►

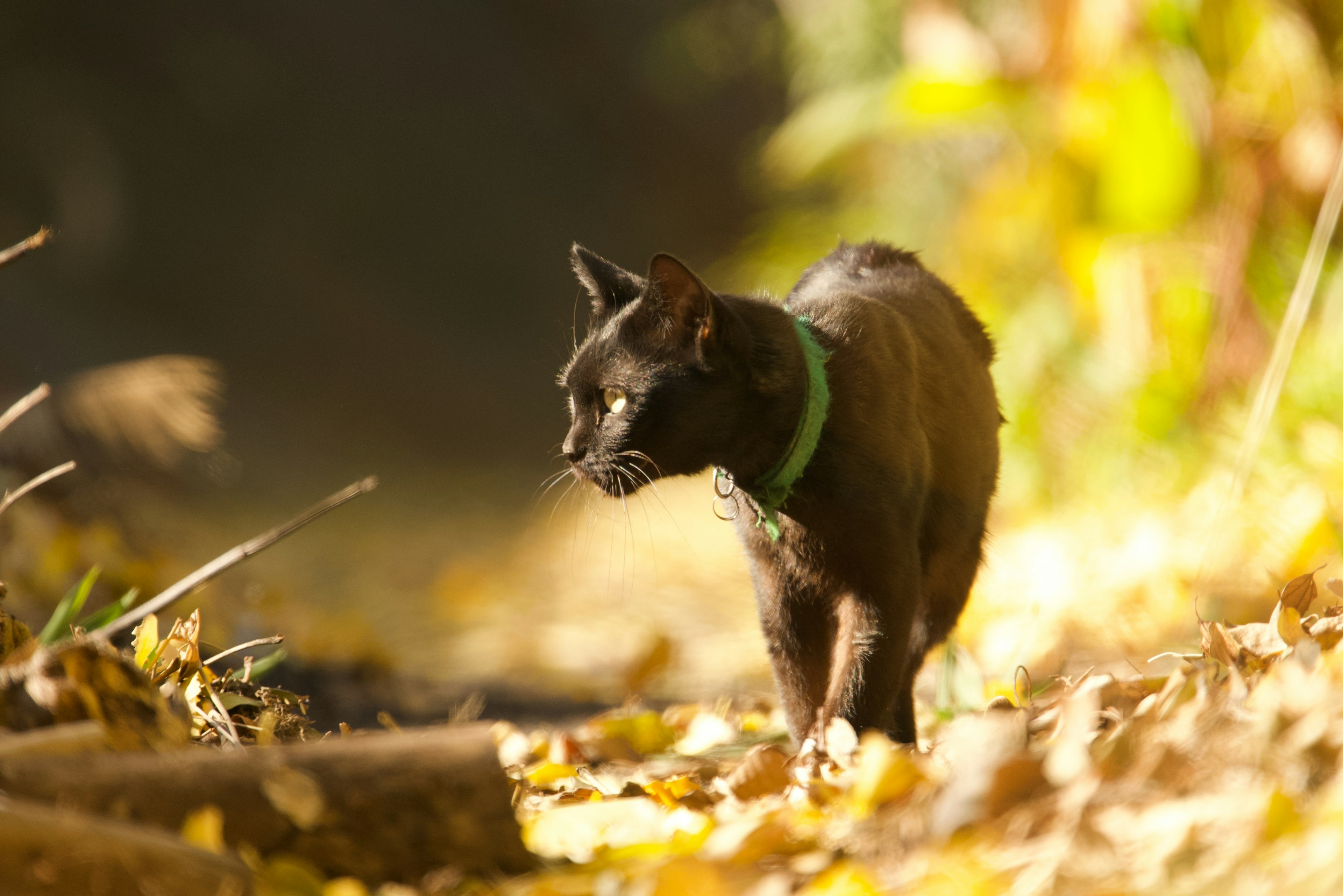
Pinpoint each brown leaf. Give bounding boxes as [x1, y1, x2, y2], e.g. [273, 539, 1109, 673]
[728, 744, 788, 799]
[1226, 628, 1287, 666]
[1273, 603, 1305, 647]
[1277, 567, 1324, 615]
[1309, 615, 1343, 650]
[985, 751, 1046, 818]
[1203, 622, 1241, 666]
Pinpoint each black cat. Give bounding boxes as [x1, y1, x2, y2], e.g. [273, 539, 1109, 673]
[560, 243, 1002, 743]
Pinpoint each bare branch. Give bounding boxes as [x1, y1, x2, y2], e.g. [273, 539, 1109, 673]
[200, 634, 285, 666]
[98, 476, 377, 637]
[0, 461, 75, 513]
[0, 227, 51, 267]
[0, 383, 51, 433]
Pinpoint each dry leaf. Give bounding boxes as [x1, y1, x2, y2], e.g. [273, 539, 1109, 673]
[728, 744, 788, 799]
[261, 766, 326, 830]
[1203, 622, 1241, 666]
[181, 803, 224, 856]
[849, 731, 923, 818]
[1226, 628, 1287, 668]
[1309, 615, 1343, 650]
[1273, 603, 1305, 647]
[1279, 567, 1324, 615]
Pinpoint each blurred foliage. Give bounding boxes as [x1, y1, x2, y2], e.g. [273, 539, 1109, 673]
[717, 0, 1343, 662]
[731, 0, 1343, 513]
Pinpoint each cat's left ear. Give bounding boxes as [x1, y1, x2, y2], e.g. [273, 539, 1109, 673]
[649, 254, 718, 347]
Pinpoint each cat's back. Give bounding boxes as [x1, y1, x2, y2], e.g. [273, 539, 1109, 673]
[786, 242, 994, 367]
[786, 243, 1002, 503]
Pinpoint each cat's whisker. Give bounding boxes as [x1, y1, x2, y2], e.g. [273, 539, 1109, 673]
[532, 466, 574, 506]
[541, 477, 579, 525]
[620, 450, 666, 482]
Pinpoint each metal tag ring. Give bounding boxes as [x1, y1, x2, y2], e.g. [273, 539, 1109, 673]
[709, 496, 737, 522]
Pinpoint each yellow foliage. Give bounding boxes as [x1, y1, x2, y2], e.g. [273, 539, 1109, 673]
[181, 803, 224, 856]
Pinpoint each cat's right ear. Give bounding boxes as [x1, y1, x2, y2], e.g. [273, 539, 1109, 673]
[569, 243, 645, 320]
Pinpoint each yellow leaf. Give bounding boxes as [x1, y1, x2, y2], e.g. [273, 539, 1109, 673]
[849, 731, 923, 818]
[181, 803, 224, 854]
[798, 860, 881, 896]
[653, 856, 732, 896]
[1276, 604, 1305, 645]
[523, 759, 579, 787]
[0, 610, 32, 661]
[322, 877, 368, 896]
[261, 766, 326, 830]
[132, 613, 158, 670]
[588, 709, 676, 756]
[728, 744, 788, 799]
[1264, 790, 1301, 840]
[1279, 567, 1334, 618]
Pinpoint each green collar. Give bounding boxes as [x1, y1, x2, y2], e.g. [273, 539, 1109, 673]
[745, 317, 830, 541]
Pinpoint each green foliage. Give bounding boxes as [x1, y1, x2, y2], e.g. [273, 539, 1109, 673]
[721, 0, 1343, 521]
[38, 567, 102, 643]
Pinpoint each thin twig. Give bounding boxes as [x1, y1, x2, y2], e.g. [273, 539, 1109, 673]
[1193, 149, 1343, 615]
[99, 476, 377, 637]
[200, 676, 243, 747]
[0, 227, 51, 267]
[0, 383, 51, 433]
[200, 634, 285, 666]
[0, 461, 75, 513]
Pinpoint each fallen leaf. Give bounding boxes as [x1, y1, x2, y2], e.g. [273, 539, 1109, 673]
[1274, 604, 1305, 646]
[798, 860, 882, 896]
[1279, 567, 1324, 615]
[261, 766, 326, 830]
[1226, 628, 1287, 668]
[1203, 622, 1241, 666]
[181, 803, 226, 856]
[849, 731, 924, 818]
[728, 744, 788, 799]
[1309, 615, 1343, 650]
[672, 712, 737, 756]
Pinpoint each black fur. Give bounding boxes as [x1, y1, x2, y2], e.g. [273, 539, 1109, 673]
[560, 243, 1001, 741]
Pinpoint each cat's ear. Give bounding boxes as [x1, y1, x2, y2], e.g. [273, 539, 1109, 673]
[569, 243, 645, 320]
[649, 254, 717, 344]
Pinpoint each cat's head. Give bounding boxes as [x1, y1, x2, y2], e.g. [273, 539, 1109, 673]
[560, 244, 748, 495]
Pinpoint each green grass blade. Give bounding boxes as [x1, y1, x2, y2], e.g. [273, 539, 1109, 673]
[79, 588, 140, 631]
[38, 567, 102, 643]
[228, 647, 289, 681]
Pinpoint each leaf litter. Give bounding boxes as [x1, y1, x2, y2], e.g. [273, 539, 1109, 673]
[483, 574, 1343, 896]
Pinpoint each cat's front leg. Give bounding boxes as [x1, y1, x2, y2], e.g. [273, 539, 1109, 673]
[823, 549, 920, 743]
[756, 575, 835, 746]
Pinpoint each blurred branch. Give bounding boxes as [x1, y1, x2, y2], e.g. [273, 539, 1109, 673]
[99, 476, 377, 637]
[200, 634, 285, 666]
[1194, 149, 1343, 596]
[0, 383, 51, 433]
[0, 461, 75, 513]
[0, 227, 51, 267]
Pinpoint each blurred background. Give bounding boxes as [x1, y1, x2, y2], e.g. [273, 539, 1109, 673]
[0, 0, 1343, 717]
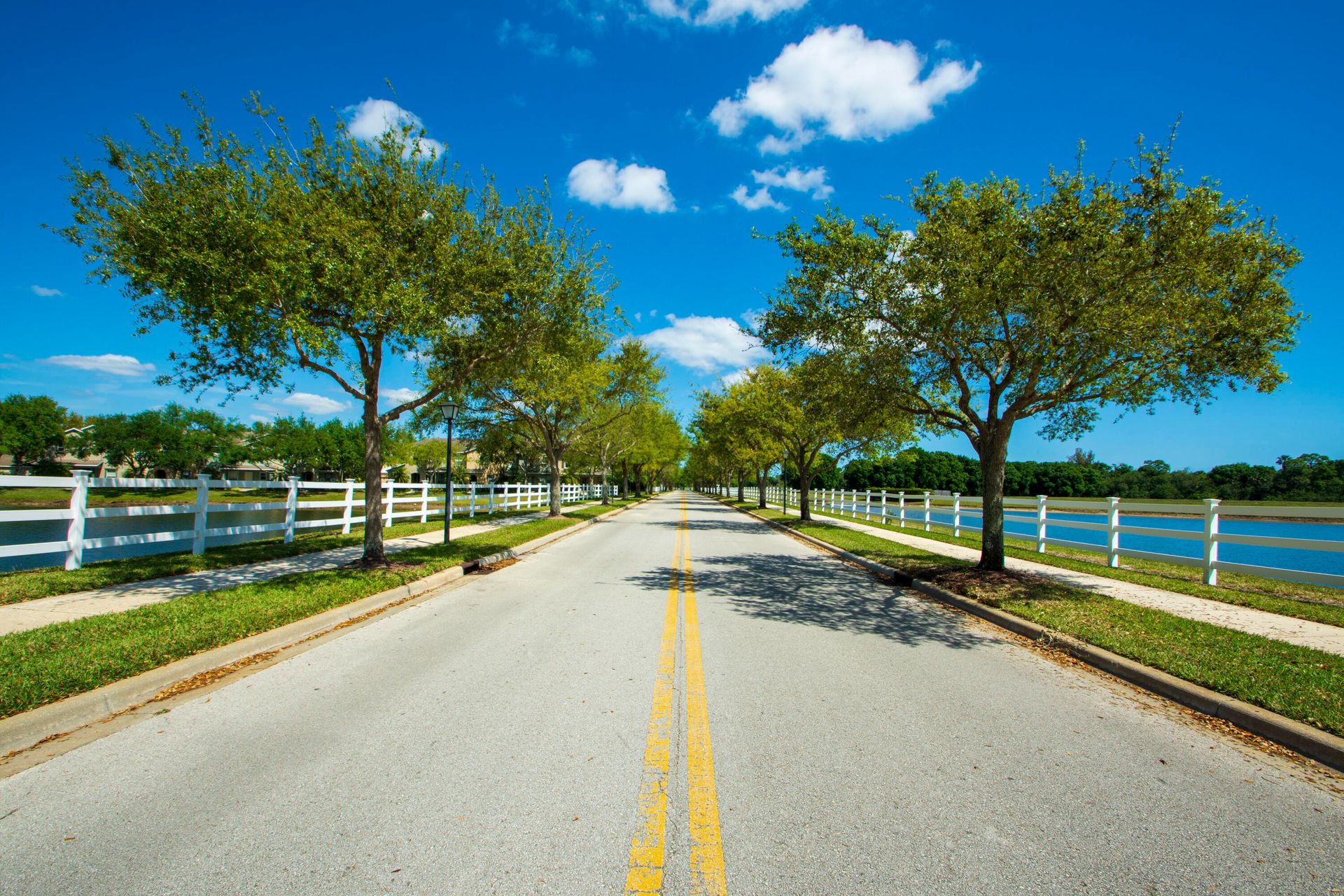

◄

_Required task_
Return every line of the data above verbatim, leaving out the pictures.

_Complete answer_
Pinpoint each brown leaf. Give bounding boxes as [x1, y1, x2, y2], e.g. [273, 539, 1109, 673]
[728, 744, 788, 799]
[1226, 628, 1287, 666]
[1273, 603, 1305, 647]
[1277, 567, 1324, 615]
[1309, 615, 1343, 650]
[985, 751, 1046, 818]
[1203, 622, 1241, 666]
Pinpoint each black cat. Give bounding boxes as [x1, y1, x2, y2], e.g. [273, 539, 1109, 673]
[560, 243, 1002, 743]
Pinpoint each bare branch. Give bounding boxes as [x1, y1, x2, y2], e.g. [273, 539, 1109, 673]
[200, 634, 285, 666]
[98, 476, 377, 637]
[0, 461, 75, 513]
[0, 227, 51, 267]
[0, 383, 51, 433]
Pinpoint each dry leaf. Give bounding boxes as [x1, y1, x2, y2], e.g. [273, 539, 1109, 673]
[728, 744, 788, 799]
[261, 766, 326, 830]
[1203, 622, 1241, 666]
[181, 803, 224, 856]
[849, 731, 923, 818]
[1226, 628, 1287, 668]
[1309, 615, 1343, 650]
[1273, 603, 1305, 647]
[1279, 567, 1324, 615]
Pinpoint each blurred foliage. Give bounding boxes as [x1, y1, x2, y2], e.g. [273, 539, 1109, 673]
[717, 0, 1343, 662]
[731, 0, 1343, 513]
Pinpoint each cat's left ear. Give bounding boxes as [x1, y1, x2, y2], e.g. [273, 539, 1109, 673]
[649, 254, 718, 347]
Pinpoint each cat's back. Give bounding boxes as [x1, y1, x2, y2], e.g. [273, 539, 1109, 673]
[786, 242, 994, 367]
[786, 243, 1002, 503]
Pinpoint each cat's whisker. Give bounding boxes as [x1, y1, x2, y2], e.g. [273, 539, 1109, 673]
[532, 466, 574, 506]
[541, 477, 579, 525]
[620, 450, 666, 482]
Pinpoint each metal tag ring. Give bounding boxes as [x1, y1, x2, y2], e.g. [273, 539, 1109, 673]
[709, 496, 737, 522]
Pinpoint each yellow foliage. Give bounding boxes as [x1, y1, x2, y2], e.g. [273, 539, 1109, 673]
[181, 803, 224, 856]
Pinpoint each cat's right ear. Give bounding boxes as [x1, y1, x2, y2], e.g. [273, 539, 1109, 673]
[569, 243, 645, 320]
Pinpoint each yellow leaf. Give bounding boxes as [x1, y1, x2, y2], e.g. [273, 539, 1109, 673]
[849, 731, 923, 818]
[181, 803, 224, 854]
[798, 860, 881, 896]
[653, 856, 732, 896]
[1276, 604, 1305, 645]
[523, 759, 579, 787]
[0, 610, 32, 661]
[322, 877, 368, 896]
[261, 766, 326, 830]
[132, 613, 158, 670]
[588, 709, 676, 756]
[728, 744, 788, 799]
[1264, 790, 1301, 840]
[1279, 567, 1334, 618]
Pinpoint each green collar. Give bounding boxes as [x1, y1, x2, y2], e.g. [273, 539, 1109, 673]
[745, 317, 830, 541]
Pinpoint each green foliage. Give bounding boxes as [x1, y1, x2, y2], e.g. [273, 539, 1109, 673]
[721, 0, 1343, 521]
[38, 567, 102, 643]
Pinpoint each thin twig. Give bounding boxes as [x1, y1, x2, y2], e.g. [273, 539, 1109, 673]
[1193, 149, 1343, 615]
[99, 476, 377, 637]
[200, 676, 243, 747]
[0, 227, 51, 267]
[0, 383, 51, 433]
[200, 634, 285, 666]
[0, 461, 75, 513]
Pinpoint each fallen leaf. Give bounding boxes as [x1, y1, x2, y2], e.g. [273, 539, 1109, 673]
[1274, 604, 1305, 646]
[798, 860, 882, 896]
[1279, 567, 1324, 615]
[261, 766, 326, 830]
[1226, 628, 1287, 668]
[1203, 622, 1241, 666]
[181, 803, 226, 856]
[849, 731, 924, 818]
[728, 744, 788, 799]
[1309, 615, 1343, 650]
[672, 712, 737, 756]
Pinpoint each black fur. Give bounding boxes as [x1, y1, x2, y2], e.g. [273, 539, 1109, 673]
[560, 243, 1001, 741]
Pinpoint each cat's ear. Give bounding boxes as [x1, y1, x2, y2], e.g. [273, 539, 1109, 673]
[569, 243, 645, 320]
[649, 254, 717, 344]
Pinpoint each cat's head. Give bounding boxes as [x1, y1, x2, y2], e.g. [273, 539, 1109, 673]
[560, 244, 748, 495]
Pinpoint each green grass blade. Give bounding boxes as [x1, y1, x2, y2], e.g. [273, 539, 1109, 673]
[79, 588, 140, 631]
[38, 567, 102, 643]
[228, 647, 289, 681]
Pinpoint each leaf litter. Give bounding boxes as [x1, y1, x2, y2], e.g. [273, 539, 1109, 673]
[483, 574, 1343, 896]
Pinpoint each cat's front leg. Give bounding boxes as [x1, y1, x2, y2], e.g. [273, 539, 1109, 673]
[823, 549, 920, 743]
[756, 575, 835, 746]
Pinpoint each blurred branch. Give bounding boxes as [x1, y1, x2, y2], e.g. [273, 539, 1109, 673]
[99, 476, 377, 637]
[200, 634, 285, 666]
[1194, 149, 1343, 596]
[0, 383, 51, 433]
[0, 461, 75, 513]
[0, 227, 51, 267]
Pinpoint each blurred background. Give bounding boxes as [x1, y1, x2, y2], e.g. [273, 539, 1109, 673]
[0, 0, 1343, 717]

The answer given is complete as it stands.